(Input rows):
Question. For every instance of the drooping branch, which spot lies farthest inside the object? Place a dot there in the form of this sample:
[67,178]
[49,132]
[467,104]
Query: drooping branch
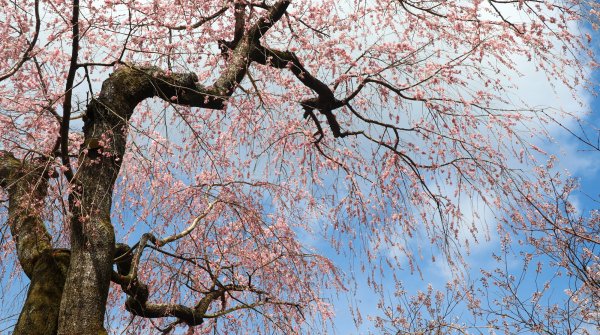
[27,54]
[127,260]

(To be done): Rewrite all of the material above, including the requests, but add -39 to every point coordinate in the answers. Leave the picture out.

(In response):
Question. For every instance of the drooping branch, which spot lies farthest inside the object? Place a dot there in the form of this sample:
[67,178]
[49,132]
[467,104]
Query: drooping branch
[-12,15]
[88,221]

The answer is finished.